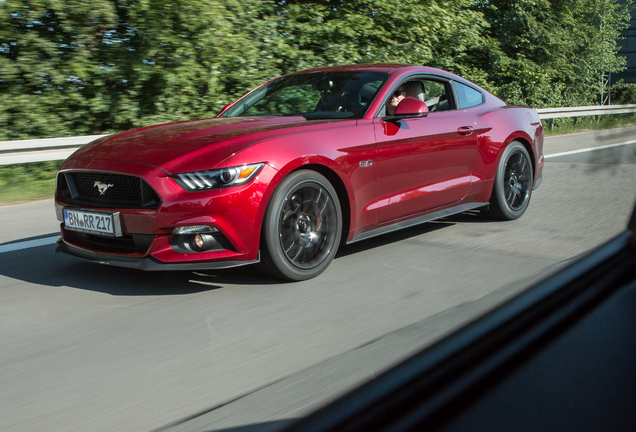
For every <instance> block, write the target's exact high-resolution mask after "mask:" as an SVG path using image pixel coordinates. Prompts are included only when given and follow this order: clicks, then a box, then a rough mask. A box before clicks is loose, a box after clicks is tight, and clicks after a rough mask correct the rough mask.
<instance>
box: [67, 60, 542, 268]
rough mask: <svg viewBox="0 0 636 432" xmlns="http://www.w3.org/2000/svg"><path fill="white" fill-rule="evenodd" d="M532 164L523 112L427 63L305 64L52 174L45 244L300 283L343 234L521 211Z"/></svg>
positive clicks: (117, 143) (534, 178) (92, 148)
mask: <svg viewBox="0 0 636 432" xmlns="http://www.w3.org/2000/svg"><path fill="white" fill-rule="evenodd" d="M542 169H543V128H542V126H541V121H540V120H539V116H538V114H537V112H536V111H535V110H534V109H533V108H529V107H521V106H512V105H508V104H507V103H505V102H503V101H502V100H500V99H498V98H497V97H495V96H493V95H492V94H490V93H488V92H487V91H485V90H484V89H482V88H481V87H479V86H477V85H475V84H473V83H471V82H469V81H467V80H465V79H463V78H460V77H459V76H456V75H453V74H451V73H449V72H445V71H442V70H439V69H433V68H428V67H419V66H408V65H400V64H376V65H353V66H338V67H328V68H319V69H311V70H306V71H302V72H298V73H294V74H290V75H285V76H282V77H279V78H276V79H273V80H271V81H269V82H267V83H265V84H263V85H261V86H260V87H257V88H256V89H255V90H253V91H251V92H250V93H247V94H246V95H245V96H243V97H242V98H240V99H239V100H237V101H236V102H234V103H233V104H230V105H228V106H227V107H226V108H225V109H224V110H223V111H222V112H221V114H219V115H218V116H217V117H216V118H214V119H204V120H191V121H183V122H176V123H168V124H164V125H158V126H151V127H144V128H140V129H136V130H132V131H129V132H123V133H119V134H116V135H111V136H108V137H105V138H100V139H98V140H96V141H94V142H92V143H90V144H88V145H86V146H84V147H83V148H81V149H80V150H78V151H77V152H75V153H74V154H73V155H72V156H71V157H70V158H69V159H68V160H67V161H66V162H64V164H63V165H62V166H61V168H60V171H59V173H58V175H57V186H56V193H55V205H56V212H57V218H58V219H59V220H60V221H61V222H62V223H61V229H62V238H61V239H60V240H59V242H58V244H57V247H56V250H57V251H58V252H64V253H67V254H70V255H73V256H76V257H79V258H83V259H85V260H88V261H93V262H97V263H102V264H110V265H116V266H124V267H133V268H138V269H142V270H190V269H219V268H227V267H233V266H239V265H244V264H254V263H259V266H260V267H261V269H263V270H264V271H265V272H268V273H270V274H271V275H273V276H276V277H279V278H283V279H288V280H303V279H308V278H311V277H314V276H316V275H318V274H320V273H321V272H322V271H324V270H325V269H326V268H327V266H328V265H329V263H330V262H331V260H332V259H333V257H334V255H335V254H336V251H337V249H338V246H339V245H340V244H341V243H352V242H356V241H359V240H363V239H367V238H369V237H373V236H376V235H380V234H383V233H387V232H390V231H393V230H397V229H400V228H404V227H408V226H412V225H415V224H419V223H422V222H426V221H430V220H433V219H437V218H441V217H444V216H448V215H451V214H454V213H459V212H463V211H466V210H470V209H481V210H482V212H484V213H485V214H487V215H489V216H492V217H495V218H499V219H504V220H505V219H515V218H518V217H519V216H521V215H522V214H523V213H524V212H525V210H526V208H527V207H528V203H529V202H530V195H531V193H532V190H533V189H534V188H536V187H537V186H538V185H539V183H540V182H541V173H542Z"/></svg>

TASK PROMPT: Nothing but a number is expected: the count of lines in the data that include the word "instance".

OUTPUT FOR THIS EXERCISE: 2